◆ **EXERCISE REQUIREMENTS**
Your task is to repeat the lines below exactly, excluding any pictures they contain.

begin

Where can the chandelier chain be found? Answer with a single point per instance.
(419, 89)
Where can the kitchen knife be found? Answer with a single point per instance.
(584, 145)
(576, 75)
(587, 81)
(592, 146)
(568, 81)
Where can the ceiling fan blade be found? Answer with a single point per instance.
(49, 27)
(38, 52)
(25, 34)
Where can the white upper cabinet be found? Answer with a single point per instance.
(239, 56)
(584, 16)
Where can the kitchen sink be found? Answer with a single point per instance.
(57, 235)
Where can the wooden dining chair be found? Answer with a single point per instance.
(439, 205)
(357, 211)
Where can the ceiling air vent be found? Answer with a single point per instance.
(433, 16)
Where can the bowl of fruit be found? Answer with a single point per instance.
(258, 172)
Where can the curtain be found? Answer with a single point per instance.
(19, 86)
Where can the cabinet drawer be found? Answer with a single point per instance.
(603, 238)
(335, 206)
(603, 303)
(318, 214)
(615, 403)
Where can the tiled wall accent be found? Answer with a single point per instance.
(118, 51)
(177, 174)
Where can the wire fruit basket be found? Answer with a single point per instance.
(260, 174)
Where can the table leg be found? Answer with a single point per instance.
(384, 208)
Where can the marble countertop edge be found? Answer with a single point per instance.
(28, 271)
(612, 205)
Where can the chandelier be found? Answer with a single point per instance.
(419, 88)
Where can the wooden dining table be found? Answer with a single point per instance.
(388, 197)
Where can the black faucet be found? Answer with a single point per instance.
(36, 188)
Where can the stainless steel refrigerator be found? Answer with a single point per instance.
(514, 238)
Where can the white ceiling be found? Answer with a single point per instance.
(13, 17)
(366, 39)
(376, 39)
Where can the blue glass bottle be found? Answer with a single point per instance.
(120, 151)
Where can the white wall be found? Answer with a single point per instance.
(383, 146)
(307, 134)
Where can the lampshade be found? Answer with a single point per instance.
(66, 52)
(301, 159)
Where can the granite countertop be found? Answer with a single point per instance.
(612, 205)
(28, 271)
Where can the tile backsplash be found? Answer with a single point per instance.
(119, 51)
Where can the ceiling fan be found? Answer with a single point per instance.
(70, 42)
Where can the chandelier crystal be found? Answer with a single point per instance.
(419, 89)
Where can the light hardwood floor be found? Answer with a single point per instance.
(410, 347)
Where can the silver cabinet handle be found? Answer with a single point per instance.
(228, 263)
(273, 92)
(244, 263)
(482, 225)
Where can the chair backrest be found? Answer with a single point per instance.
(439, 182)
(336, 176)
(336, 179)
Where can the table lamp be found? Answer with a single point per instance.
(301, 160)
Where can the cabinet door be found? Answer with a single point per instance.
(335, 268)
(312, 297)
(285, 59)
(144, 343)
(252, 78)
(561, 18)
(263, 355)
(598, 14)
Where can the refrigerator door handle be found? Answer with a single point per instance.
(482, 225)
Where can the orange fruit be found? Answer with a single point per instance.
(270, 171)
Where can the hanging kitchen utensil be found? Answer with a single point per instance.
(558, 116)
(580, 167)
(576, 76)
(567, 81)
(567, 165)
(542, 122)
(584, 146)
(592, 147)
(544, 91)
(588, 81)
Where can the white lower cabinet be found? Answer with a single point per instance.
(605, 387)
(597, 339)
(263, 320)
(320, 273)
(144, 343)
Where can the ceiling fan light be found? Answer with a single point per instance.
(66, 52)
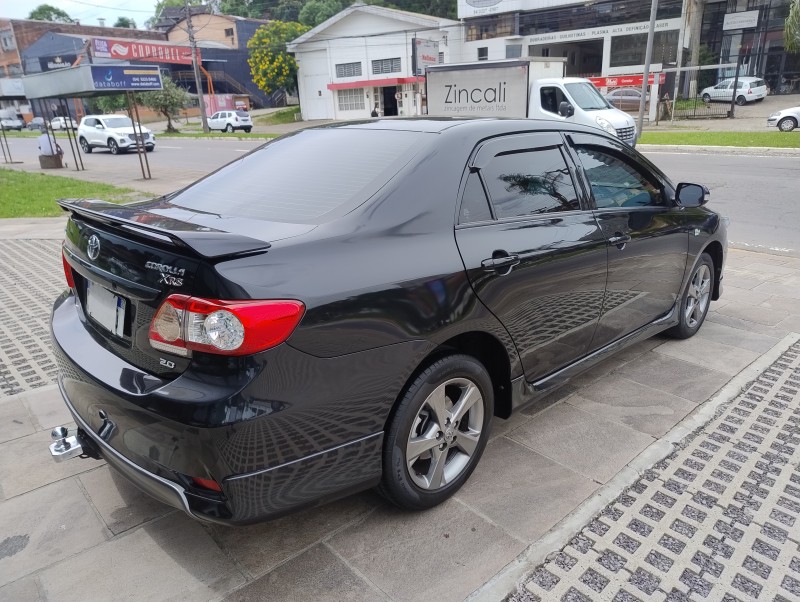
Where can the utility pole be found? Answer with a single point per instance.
(197, 81)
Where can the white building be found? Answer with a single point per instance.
(363, 59)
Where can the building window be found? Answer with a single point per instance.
(386, 66)
(348, 69)
(351, 100)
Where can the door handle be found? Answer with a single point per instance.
(501, 264)
(619, 240)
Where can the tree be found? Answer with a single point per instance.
(45, 12)
(317, 11)
(271, 66)
(168, 101)
(125, 22)
(791, 30)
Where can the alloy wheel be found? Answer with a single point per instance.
(698, 296)
(445, 434)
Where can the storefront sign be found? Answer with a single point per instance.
(601, 32)
(745, 20)
(620, 81)
(105, 77)
(54, 63)
(130, 50)
(426, 53)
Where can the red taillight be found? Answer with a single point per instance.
(67, 270)
(224, 327)
(207, 484)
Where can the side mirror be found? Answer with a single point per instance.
(691, 195)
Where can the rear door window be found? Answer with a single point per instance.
(530, 182)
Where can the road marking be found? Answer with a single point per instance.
(751, 246)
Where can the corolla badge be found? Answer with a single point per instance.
(93, 248)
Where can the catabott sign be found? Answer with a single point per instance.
(106, 77)
(626, 80)
(132, 50)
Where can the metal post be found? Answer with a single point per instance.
(647, 58)
(140, 150)
(197, 81)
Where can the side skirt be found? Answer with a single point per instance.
(524, 392)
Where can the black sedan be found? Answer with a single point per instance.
(350, 306)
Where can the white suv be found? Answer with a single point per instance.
(228, 121)
(748, 90)
(114, 132)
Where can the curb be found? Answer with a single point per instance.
(506, 581)
(763, 151)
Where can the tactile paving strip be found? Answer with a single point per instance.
(716, 520)
(31, 277)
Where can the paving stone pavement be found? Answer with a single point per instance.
(715, 520)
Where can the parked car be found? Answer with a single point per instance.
(62, 123)
(37, 123)
(350, 306)
(228, 121)
(114, 132)
(11, 123)
(748, 89)
(786, 119)
(626, 99)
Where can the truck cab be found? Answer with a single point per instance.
(576, 100)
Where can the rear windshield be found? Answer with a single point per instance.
(305, 178)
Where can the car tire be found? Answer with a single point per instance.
(429, 451)
(696, 299)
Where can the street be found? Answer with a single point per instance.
(756, 192)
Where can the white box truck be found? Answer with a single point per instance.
(532, 88)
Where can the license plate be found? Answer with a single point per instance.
(105, 308)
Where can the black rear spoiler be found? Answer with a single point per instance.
(206, 242)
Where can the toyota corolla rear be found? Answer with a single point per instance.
(174, 337)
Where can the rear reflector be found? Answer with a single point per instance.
(223, 327)
(67, 270)
(207, 484)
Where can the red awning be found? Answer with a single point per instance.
(369, 83)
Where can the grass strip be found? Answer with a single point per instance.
(771, 139)
(25, 194)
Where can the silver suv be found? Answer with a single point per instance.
(114, 132)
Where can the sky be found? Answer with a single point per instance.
(86, 11)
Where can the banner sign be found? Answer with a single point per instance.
(54, 63)
(619, 81)
(426, 53)
(105, 77)
(134, 50)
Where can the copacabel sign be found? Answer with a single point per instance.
(131, 50)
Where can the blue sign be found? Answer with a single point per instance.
(131, 77)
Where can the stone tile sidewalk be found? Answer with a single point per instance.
(714, 520)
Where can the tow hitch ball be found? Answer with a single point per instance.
(64, 446)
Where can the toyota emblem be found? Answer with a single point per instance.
(93, 248)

end

◆ **OUTPUT**
Where can the chandelier chain be found? Answer with a single point per instance.
(419, 89)
Where can the kitchen knife be found? Answer with a single point per instance.
(584, 145)
(576, 75)
(587, 81)
(592, 146)
(568, 81)
Where can the ceiling fan blade be found? Answer with a single point per instance.
(49, 27)
(38, 52)
(25, 34)
Where can the white upper cabinet be found? Answer with a single point per instance.
(239, 56)
(584, 16)
Where can the kitchen sink be found? Answer with a single point per instance.
(57, 235)
Where can the wooden dining chair be found? Answer with a single point per instance.
(439, 205)
(357, 211)
Where can the ceiling air vent be found? Answer with a single point per instance.
(433, 16)
Where can the bowl of fruit be found? Answer with a single point per instance.
(258, 172)
Where can the curtain be found? Answer with a single point per instance.
(19, 86)
Where can the cabinet drawer be found? Answer with a single point per instance.
(603, 238)
(335, 206)
(603, 303)
(318, 214)
(615, 403)
Where can the tiled wall accent be found? Answer with a single point per instance.
(118, 51)
(177, 174)
Where can the wire fruit basket be found? Answer with a single point per instance.
(260, 174)
Where can the table leg be found? Answer with a single point per instance.
(384, 208)
Where can the marble countertop edge be found? Answer with a single point per instance.
(28, 271)
(612, 205)
Where can the chandelier be found? Answer with a single point per instance.
(419, 88)
Where can the wooden dining table be found? Answer with a single point per instance.
(388, 197)
Where can the black faucet be found? Answer with a single point per instance.
(36, 188)
Where can the stainless steel refrigerator be found? Answer with a single point per instance.
(514, 238)
Where can the white ceiling be found? Answer with a single point per instance.
(13, 17)
(366, 39)
(376, 39)
Where can the blue glass bottle be found? Answer with a single point per instance.
(120, 151)
Where can the white wall be found? Answer with a single point per instance.
(383, 146)
(307, 134)
Where can the lampshade be found? Answer with a single point per instance.
(66, 52)
(301, 159)
Where can the granite countertop be found? Answer with a single point per instance.
(612, 205)
(28, 271)
Where can the tile backsplash be found? Answer with a single point per instance.
(119, 51)
Where can the ceiling fan be found? Answer with a single point per instance.
(70, 42)
Where can the chandelier crystal be found? Answer with a single point per instance.
(419, 89)
Where can the light hardwood floor be found? Answer with a single point per instance.
(410, 347)
Where can the silver cabinet handle be found? Answer with a single point per instance.
(228, 263)
(273, 92)
(244, 263)
(482, 225)
Where can the chair backrest be found? Answer with a single point per instance.
(439, 182)
(336, 176)
(336, 179)
Where can the table lamp be found? Answer with a single point per instance.
(301, 160)
Where can the cabinet door be found? Answer with a single point per instance.
(335, 268)
(312, 297)
(285, 59)
(144, 343)
(252, 78)
(561, 18)
(263, 355)
(598, 14)
Where can the refrigerator door handle be found? Answer with a single point per instance.
(482, 225)
Where can the orange fruit be found? Answer with a single point per instance.
(270, 171)
Where can the hanging kitchen utensil be found? Answer with a single point per instance.
(558, 116)
(580, 167)
(576, 76)
(567, 81)
(567, 165)
(542, 122)
(584, 146)
(592, 147)
(544, 91)
(588, 81)
Where can the white lower cabinet be found? Answer with a single point per instance.
(605, 387)
(597, 339)
(263, 320)
(320, 273)
(144, 343)
Where can the ceiling fan light be found? Answer with a single point per instance.
(66, 52)
Where can the utility pole be found? Answer with a single point per instance.
(197, 81)
Where can the white building be found? Answer with a single point per instance.
(363, 59)
Where can the building window be found? Answer with a single point per instance.
(386, 66)
(348, 69)
(351, 100)
Where can the door handle be found? Answer with a single point per instance.
(501, 264)
(619, 240)
Where can the tree be found? Answer with a single point per instance.
(45, 12)
(317, 11)
(271, 66)
(168, 101)
(125, 22)
(791, 30)
Where can the alloy wheel be found? Answer with a single point per instance.
(698, 296)
(445, 434)
Where can the storefront sign be found? Answer with a single point per instance.
(601, 32)
(745, 20)
(620, 81)
(105, 77)
(54, 63)
(130, 50)
(426, 53)
Where can the red taillight be found? Answer with a single point per instance.
(67, 270)
(224, 327)
(207, 484)
Where can the side mirror be found? Answer with a single point per instance.
(691, 195)
Where can the rear door window be found? Answer with a single point per instance.
(530, 182)
Where can the road marking be found? Answer with a single point per instance.
(751, 246)
Where can the corolla badge be found? Answer with a single point per instance.
(93, 248)
Where can the catabott sign be found? Answer with a single point per instance.
(106, 77)
(626, 80)
(132, 50)
Where can the metal post be found? Answer with a single point per instance.
(647, 58)
(140, 150)
(197, 81)
Where can the side skirt be found? Answer with a single point per instance.
(524, 392)
Where can the black sedan be found? Answer with a single point per instance.
(350, 306)
Where can the white suv be found? Answer with a single point per instance.
(228, 121)
(748, 90)
(114, 132)
Where can the curb be found? Answer with a single point per instance.
(506, 581)
(763, 151)
Where can the tactile paving strip be found? Answer with a single point per instance.
(716, 520)
(31, 277)
Where can the paving stone pavement be found? Answer with a single point per instance.
(715, 520)
Where can the parked car be found? Answer with a single point per instance.
(62, 123)
(37, 123)
(350, 306)
(228, 121)
(114, 132)
(11, 123)
(748, 89)
(786, 119)
(626, 99)
Where can the truck cab be found? Answer with a single point per instance.
(576, 100)
Where can the rear windshield be found? Answer with a single point per instance.
(305, 178)
Where can the car tire be found? Answer with a single point per instance.
(429, 451)
(696, 299)
Where can the street be found? Answer with a single point per instance.
(756, 192)
Where can the white box truck be found? Answer with a single point per instance.
(532, 88)
Where can the license plate be found? Answer with a single point per instance.
(105, 308)
Where can the black rear spoiler be found? Answer with a single point per instance.
(206, 242)
Where can the toyota corolla rear be found? Answer with a single point per instance.
(174, 337)
Where can the rear reflector be found? Answer with a single point per instance.
(223, 327)
(67, 270)
(207, 484)
Where can the red awning be found? Answer with a single point per instance.
(369, 83)
Where can the grass strip be found? Answer with a single point per instance.
(771, 139)
(25, 194)
Where can the silver suv be found? Answer with a single point per instance.
(114, 132)
Where can the sky be found? Answer with a single point per instance.
(86, 11)
Where can the banner sign be found? Answer with a single point per instance.
(54, 63)
(619, 81)
(426, 53)
(105, 77)
(134, 50)
Where can the copacabel sign be found? Answer with a single point per instance.
(131, 50)
Where can the blue sign be found? Answer with a single point per instance.
(131, 77)
Where can the stone tile sidewalk be found? Answer with a single point per instance.
(714, 520)
Where can the tow hitch ball be found? Answer with a single point per instance.
(64, 446)
Where can the toyota emblem be found? Answer with a single point per instance.
(93, 248)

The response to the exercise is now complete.